#### What you should do
The result should be the full listing copied exactly, with no pictures in it.

#### Material for this exercise

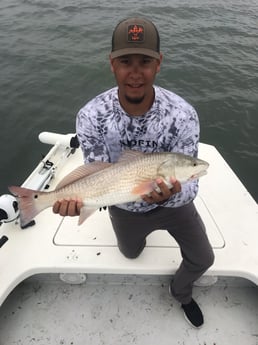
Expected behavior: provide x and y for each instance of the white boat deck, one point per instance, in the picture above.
(140, 312)
(115, 309)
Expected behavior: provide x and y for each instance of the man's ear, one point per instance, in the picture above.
(159, 62)
(111, 64)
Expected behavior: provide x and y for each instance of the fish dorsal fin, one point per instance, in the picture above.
(82, 171)
(129, 155)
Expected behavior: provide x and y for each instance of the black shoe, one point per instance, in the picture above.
(193, 314)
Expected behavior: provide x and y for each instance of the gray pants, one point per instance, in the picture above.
(187, 228)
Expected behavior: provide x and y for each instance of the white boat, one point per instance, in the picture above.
(61, 283)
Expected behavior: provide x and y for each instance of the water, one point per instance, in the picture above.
(54, 58)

#### Task answer
Expected behavior: provide x and y for each instance of the white boat deck, one point per instance, in the picture above.
(140, 312)
(115, 309)
Expected behavior: provide x and y for each instance of the man's ear, one point per instance, in the picture above.
(159, 62)
(111, 64)
Expected behavior: provide x and y for each instance of the fish dorsal fin, one point per instance, in the picture above.
(82, 171)
(129, 155)
Expected behavior: provide x and y for each instance of the black shoe, one point per instance, in the picture above.
(193, 314)
Expected behavior: provide x and y for each instance of the gray pants, one point per instance, in the picture above.
(187, 228)
Expected behavior: provide x and y for each instance of the white boat, one point per instance, in the picture above.
(61, 283)
Expected behavior: provide x and y for each instance of the water, one point per instance, in the picture above.
(54, 58)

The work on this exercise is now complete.